### PROBLEM REQUIREMENTS:
Take the entries below and print all of them exactly, please.

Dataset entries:
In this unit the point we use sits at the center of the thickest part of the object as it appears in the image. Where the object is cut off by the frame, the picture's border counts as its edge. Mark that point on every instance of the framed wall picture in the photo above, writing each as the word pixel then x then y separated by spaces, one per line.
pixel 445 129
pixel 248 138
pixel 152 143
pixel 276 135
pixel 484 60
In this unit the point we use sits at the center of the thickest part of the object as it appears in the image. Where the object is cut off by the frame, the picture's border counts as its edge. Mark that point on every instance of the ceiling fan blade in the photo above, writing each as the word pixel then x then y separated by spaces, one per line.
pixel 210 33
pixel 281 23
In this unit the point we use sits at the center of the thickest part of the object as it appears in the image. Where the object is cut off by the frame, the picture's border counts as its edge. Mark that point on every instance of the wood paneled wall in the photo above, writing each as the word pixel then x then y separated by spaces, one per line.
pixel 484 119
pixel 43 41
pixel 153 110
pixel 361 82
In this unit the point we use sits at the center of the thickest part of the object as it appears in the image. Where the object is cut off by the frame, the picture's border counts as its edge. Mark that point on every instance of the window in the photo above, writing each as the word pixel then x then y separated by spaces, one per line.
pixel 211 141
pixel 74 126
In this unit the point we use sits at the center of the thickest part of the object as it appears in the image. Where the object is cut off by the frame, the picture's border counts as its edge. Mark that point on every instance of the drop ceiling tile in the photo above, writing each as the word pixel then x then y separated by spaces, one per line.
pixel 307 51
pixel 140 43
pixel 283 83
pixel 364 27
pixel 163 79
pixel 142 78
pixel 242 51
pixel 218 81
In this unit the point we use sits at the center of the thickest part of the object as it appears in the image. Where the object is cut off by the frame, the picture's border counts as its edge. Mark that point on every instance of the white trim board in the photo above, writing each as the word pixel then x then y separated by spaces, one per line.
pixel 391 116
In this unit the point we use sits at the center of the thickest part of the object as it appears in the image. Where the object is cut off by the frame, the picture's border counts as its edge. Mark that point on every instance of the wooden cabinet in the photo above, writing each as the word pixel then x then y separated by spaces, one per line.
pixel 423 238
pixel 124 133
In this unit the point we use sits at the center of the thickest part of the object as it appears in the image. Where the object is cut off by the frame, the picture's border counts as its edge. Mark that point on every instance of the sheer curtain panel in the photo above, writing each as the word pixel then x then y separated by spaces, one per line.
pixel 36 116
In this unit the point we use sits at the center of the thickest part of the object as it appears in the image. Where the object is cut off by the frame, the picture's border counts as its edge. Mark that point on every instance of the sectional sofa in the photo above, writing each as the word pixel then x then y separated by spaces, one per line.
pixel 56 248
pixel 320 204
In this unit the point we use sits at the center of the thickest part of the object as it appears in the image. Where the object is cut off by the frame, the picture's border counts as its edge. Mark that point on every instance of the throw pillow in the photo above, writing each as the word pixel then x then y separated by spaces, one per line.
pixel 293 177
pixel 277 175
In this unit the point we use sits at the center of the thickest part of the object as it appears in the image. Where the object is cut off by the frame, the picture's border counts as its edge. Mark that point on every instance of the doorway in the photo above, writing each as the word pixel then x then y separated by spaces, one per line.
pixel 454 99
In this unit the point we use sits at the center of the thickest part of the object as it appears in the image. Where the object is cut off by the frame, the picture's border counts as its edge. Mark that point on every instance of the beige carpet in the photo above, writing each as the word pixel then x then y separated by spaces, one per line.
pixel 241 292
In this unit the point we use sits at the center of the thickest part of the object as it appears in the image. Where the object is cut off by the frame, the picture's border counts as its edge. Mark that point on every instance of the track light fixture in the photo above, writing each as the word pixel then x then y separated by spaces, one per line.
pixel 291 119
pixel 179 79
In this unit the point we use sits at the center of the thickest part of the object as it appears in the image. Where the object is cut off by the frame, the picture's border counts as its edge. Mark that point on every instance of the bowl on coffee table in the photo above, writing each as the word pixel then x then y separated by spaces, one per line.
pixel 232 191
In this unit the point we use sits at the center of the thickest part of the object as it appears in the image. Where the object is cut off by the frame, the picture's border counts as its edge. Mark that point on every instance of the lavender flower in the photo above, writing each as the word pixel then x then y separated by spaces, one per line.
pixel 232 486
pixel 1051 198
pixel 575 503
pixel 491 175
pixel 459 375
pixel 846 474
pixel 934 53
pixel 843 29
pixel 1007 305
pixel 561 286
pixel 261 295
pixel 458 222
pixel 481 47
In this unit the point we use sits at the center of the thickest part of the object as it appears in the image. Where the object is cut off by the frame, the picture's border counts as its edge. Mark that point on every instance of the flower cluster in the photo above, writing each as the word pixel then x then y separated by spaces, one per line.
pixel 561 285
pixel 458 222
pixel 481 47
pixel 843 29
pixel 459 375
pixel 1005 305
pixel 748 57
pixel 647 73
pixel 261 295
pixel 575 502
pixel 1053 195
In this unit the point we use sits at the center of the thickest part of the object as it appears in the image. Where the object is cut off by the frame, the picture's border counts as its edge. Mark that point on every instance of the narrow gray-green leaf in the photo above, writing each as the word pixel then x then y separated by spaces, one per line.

### OUTPUT FOR THIS TASK:
In this unit the point we use sits at the center of the thickest part of the object as it appears in the image. Where the object is cut off by the frame, the picture's border counts as its edge. Mark that point on every instance of the framed wall picture in the photo above, writing each as the word pixel then x then y separated by spaces, one per line.
pixel 445 129
pixel 248 138
pixel 152 143
pixel 276 135
pixel 484 60
In this unit the point we use sits at the center of the thickest part of the object as it appears in the image. Where the object is cut off by the frame, the picture's border counts as its edge. Mark that point on every instance of the ceiling fan blade in the photo above, writing each as the word pixel then x then y separated by spaces, one per line.
pixel 210 33
pixel 281 23
In this unit the point we use sits at the center of the thickest part of the object as it appears in the image. Where the object is cut off by the frame, the picture's border counts as its edge. Mark that point on every instance of the wood paneled wall in the photo above, writing each as the word pixel then x then y separated by spaces, one per line.
pixel 484 119
pixel 43 41
pixel 153 110
pixel 361 82
In this unit the point we use sits at the center of the thickest part of the object as it appears in the image. Where the object is cut off by the frame, the picture's border counts as its edge. Mark that point on every instance of the window in the photo above, writing each as the word pixel then x then y separated by spaces, one per line.
pixel 211 141
pixel 74 126
In this unit the point we use sits at the center of the thickest part of the object as it appears in the image. Where the object is cut off by the frame, the picture's border counts as its edge. Mark that point on every instance of the drop ceiling tile in the photo above, writing each as the word pixel then x then y separated by spaces, one per line.
pixel 307 51
pixel 140 43
pixel 283 83
pixel 364 27
pixel 163 79
pixel 142 78
pixel 242 51
pixel 218 81
In this unit the point we use sits at the center of the thickest part of the object as it appears in the image. Where the object is cut off by the frame, the picture's border counts as its edge. Mark that point on every instance of the white trim board in the photo above, writing each as the word pixel then x then y separated by spaces, one per line.
pixel 391 116
In this unit the point we use sits at the center of the thickest part of the object as it appears in the image. Where the object is cut off by the frame, the picture's border counts as its edge. Mark that point on every instance of the wooden cabinet in the photo above, writing each as the word pixel then x then y separated by spaces, one per line.
pixel 423 238
pixel 124 133
In this unit the point we use sits at the center of the thickest part of the object as it appears in the image. Where the object is cut off by the frame, the picture's border counts as its edge. Mark that point on every instance of the sheer curtain panel in the photo above, writing each as the word pixel then x then y separated by spaces, one per line.
pixel 36 116
In this unit the point we use sits at the center of the thickest part of the object as it appears in the image. Where the object is cut off by the frame, the picture's border counts as its edge. Mark that point on every instance of the sectional sofa in the photo above, writing each as the word pixel then x then y separated by spaces, one per line.
pixel 56 248
pixel 320 204
In this unit the point we use sits at the center of the thickest part of the object as it appears in the image. Where the object is cut off by the frame, the picture's border counts as its edge. Mark that point on every instance of the throw pillow in the photo above, writing each as the word pixel then x then y separated by spaces, one per line.
pixel 293 177
pixel 277 175
In this unit the point we use sits at the center of the thickest part of the object as it appears in the image. Where the object is cut off by the frame, the picture's border counts as its edge. Mark that point on every instance of the doorway in the photo above, writing each as the word pixel then x then y separated by spaces, one per line.
pixel 454 99
In this unit the point we use sits at the center of the thickest part of the object as it appears in the image. Where the object is cut off by the frame, the picture's border counts as its edge. Mark that point on every instance of the beige carpet in the photo above, writing each as the word pixel then x then y separated by spaces, one per line.
pixel 241 292
In this unit the point we use sits at the center of the thickest part of the object as it appears in the image. Where the object is cut off by the frame, the picture's border counts as its edge. Mark that point on every instance of the track light fixture in the photo above, writing each as the word pixel then x then y separated by spaces, one per line.
pixel 291 119
pixel 179 79
In this unit the point we use sits at the center of the thickest part of the object as it appears in the image. Where the object is cut off by the frame, the picture's border counts as its edge. Mark that point on every instance of the bowl on coffee table in the photo above, writing each as the word pixel then x then y separated by spaces, one per line.
pixel 232 191
In this unit the point we use sits at the center of the thickest part of the object as it appears in the image. Where the object is cut off by the frame, the picture's border counts as its edge. Mark that point on every instance of the lavender flower in the photo above, writing each as the word pixel then x then y separated by spaces, one per line.
pixel 232 486
pixel 1051 198
pixel 575 503
pixel 491 175
pixel 459 375
pixel 846 474
pixel 934 53
pixel 843 29
pixel 1007 305
pixel 561 286
pixel 261 295
pixel 458 222
pixel 481 47
In this unit the point we use sits at the center of the thickest part of the object as it appears in the image. Where the object is cut off by the frame, the picture's border counts as its edge. Mark that point on every instance of the flower cluster in the photo above, writing each as the word pixel then x then y separated by spaces, one per line.
pixel 561 285
pixel 458 222
pixel 481 47
pixel 843 29
pixel 459 375
pixel 1005 305
pixel 748 57
pixel 647 73
pixel 261 295
pixel 575 502
pixel 1053 195
In this unit the point we use sits at the center of the thickest part of the object as it appears in the image. Where the object is cut off by the frame, the picture's border counts as its edge. Mark that point on every instance of the narrow gray-green leaf in the photo above, writing each as the word pixel then x then y separated by spaces, one per line.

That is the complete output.